DO THIS:
From the line that includes "Could you please point out the red taillight" to the last line of the data, quote each line precisely; both boundary lines belong in the answer.

### SUPPLIED MATERIAL

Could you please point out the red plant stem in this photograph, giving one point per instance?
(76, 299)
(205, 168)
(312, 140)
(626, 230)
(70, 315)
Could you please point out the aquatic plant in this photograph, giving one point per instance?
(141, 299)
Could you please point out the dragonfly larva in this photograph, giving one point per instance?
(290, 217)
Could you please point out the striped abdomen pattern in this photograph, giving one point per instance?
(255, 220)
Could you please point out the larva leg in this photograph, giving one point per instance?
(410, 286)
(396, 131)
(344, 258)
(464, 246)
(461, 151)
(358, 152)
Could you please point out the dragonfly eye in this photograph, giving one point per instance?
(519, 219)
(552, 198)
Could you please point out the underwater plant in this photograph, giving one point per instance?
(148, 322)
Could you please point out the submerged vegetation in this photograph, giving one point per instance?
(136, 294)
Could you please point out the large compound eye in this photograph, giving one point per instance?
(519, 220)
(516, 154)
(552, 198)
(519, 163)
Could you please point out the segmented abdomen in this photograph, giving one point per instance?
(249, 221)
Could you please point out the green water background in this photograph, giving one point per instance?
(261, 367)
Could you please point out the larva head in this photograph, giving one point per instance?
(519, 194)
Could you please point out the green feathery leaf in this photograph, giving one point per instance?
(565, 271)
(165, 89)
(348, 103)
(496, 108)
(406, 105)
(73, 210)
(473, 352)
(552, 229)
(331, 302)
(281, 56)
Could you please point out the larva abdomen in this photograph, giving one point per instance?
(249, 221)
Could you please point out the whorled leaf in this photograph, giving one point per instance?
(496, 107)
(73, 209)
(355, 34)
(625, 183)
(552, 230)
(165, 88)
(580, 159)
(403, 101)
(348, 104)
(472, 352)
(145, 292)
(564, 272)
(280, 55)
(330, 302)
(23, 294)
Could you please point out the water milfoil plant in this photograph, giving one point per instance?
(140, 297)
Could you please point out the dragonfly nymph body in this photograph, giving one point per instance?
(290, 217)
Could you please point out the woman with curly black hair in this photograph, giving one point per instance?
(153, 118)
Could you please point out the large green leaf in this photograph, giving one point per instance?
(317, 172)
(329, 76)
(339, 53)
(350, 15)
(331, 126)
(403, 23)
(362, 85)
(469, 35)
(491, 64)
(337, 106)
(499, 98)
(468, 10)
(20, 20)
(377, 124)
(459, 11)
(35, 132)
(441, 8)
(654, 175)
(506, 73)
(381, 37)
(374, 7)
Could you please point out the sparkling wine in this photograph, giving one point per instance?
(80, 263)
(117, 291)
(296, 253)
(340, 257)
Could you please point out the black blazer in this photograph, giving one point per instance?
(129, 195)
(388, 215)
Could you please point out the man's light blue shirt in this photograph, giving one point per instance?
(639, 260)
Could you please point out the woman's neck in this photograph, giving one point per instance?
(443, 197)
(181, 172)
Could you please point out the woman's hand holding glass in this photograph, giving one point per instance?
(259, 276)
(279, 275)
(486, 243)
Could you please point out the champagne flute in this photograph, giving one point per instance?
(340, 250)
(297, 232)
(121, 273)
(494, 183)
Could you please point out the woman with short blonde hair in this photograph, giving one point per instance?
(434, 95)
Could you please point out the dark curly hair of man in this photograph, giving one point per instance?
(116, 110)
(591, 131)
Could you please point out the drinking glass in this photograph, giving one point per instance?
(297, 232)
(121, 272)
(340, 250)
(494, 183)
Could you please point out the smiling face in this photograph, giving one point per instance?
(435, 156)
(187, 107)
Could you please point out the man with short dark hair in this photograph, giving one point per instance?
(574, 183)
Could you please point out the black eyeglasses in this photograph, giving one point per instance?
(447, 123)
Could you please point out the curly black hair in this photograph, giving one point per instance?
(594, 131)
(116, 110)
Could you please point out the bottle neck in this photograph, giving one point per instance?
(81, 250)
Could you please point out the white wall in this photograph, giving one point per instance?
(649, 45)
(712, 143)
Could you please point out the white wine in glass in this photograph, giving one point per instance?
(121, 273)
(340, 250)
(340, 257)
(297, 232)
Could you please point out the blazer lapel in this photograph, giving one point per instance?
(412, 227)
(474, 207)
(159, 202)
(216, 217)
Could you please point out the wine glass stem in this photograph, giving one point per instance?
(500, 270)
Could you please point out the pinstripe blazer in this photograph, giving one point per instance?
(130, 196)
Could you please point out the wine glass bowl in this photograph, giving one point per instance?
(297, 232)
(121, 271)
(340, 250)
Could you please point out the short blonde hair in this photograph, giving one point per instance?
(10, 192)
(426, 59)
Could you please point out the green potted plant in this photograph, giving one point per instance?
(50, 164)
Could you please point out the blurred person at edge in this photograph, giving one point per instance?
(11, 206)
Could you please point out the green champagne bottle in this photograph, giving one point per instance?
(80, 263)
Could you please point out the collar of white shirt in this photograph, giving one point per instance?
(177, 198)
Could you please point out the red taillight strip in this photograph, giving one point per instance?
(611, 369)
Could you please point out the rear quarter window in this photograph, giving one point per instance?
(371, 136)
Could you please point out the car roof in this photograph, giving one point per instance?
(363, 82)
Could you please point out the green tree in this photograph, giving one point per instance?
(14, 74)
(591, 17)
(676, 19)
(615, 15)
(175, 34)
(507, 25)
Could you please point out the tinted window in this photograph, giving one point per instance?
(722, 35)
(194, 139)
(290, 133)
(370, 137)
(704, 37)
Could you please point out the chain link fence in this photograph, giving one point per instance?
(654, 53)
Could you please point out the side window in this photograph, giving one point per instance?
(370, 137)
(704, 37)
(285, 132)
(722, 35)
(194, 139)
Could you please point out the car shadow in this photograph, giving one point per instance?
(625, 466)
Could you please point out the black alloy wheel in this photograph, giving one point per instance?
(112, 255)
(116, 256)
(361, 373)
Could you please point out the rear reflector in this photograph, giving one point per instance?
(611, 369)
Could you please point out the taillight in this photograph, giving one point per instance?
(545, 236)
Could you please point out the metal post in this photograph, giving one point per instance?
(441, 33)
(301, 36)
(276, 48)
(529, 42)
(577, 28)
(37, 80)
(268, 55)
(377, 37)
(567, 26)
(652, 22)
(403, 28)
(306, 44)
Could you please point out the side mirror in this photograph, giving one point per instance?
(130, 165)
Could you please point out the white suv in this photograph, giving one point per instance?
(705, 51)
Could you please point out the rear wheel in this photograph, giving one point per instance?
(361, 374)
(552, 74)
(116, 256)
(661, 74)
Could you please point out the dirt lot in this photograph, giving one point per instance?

######

WRITTEN ANSWER:
Could you please point out the red taillight strip in this photograph, giving one point per instance?
(611, 369)
Could you please point out the rear quarter window in this photograph, giving one point per instance?
(371, 136)
Could you please point out the car roof in this photograph, giving one point per instance?
(363, 82)
Could you please point out the green tree in this photograph, giving one point per instance?
(14, 74)
(591, 17)
(676, 19)
(615, 15)
(175, 34)
(507, 25)
Could you please point out the tinted window in this photograph, giving one point per instance?
(722, 35)
(194, 139)
(290, 133)
(370, 137)
(704, 37)
Could you please point out the chain link fence in this photograph, giving one point per instance?
(654, 53)
Could you please point out the side window in this photograph, giving one point per instance?
(370, 137)
(704, 37)
(285, 132)
(722, 35)
(194, 139)
Could you please point out the car shadow in this photograph, giving one point per instance?
(625, 466)
Could you please point out the black alloy wheel in this photograph, giving one point per instance?
(112, 255)
(116, 256)
(361, 373)
Could you please point out the rear reflector in this photograph, giving one point per instance?
(611, 369)
Could you please point out the taillight in this photograph, giving one point per instance?
(545, 236)
Could you please point out the metal post in this photograph, giving one point per instance?
(441, 33)
(301, 36)
(276, 48)
(529, 42)
(577, 28)
(37, 80)
(268, 55)
(377, 37)
(567, 26)
(652, 22)
(403, 28)
(306, 44)
Could you please point out the side mirror in this photograph, giving one point per instance?
(130, 165)
Could you please point out the white suv in this photograph, giving one point per instance?
(705, 51)
Could you please point out the rear wheel in this photograph, giving one point per instance?
(361, 374)
(552, 74)
(116, 256)
(661, 74)
Could you please point out the dirt lot in this photograph, giving one point per instance?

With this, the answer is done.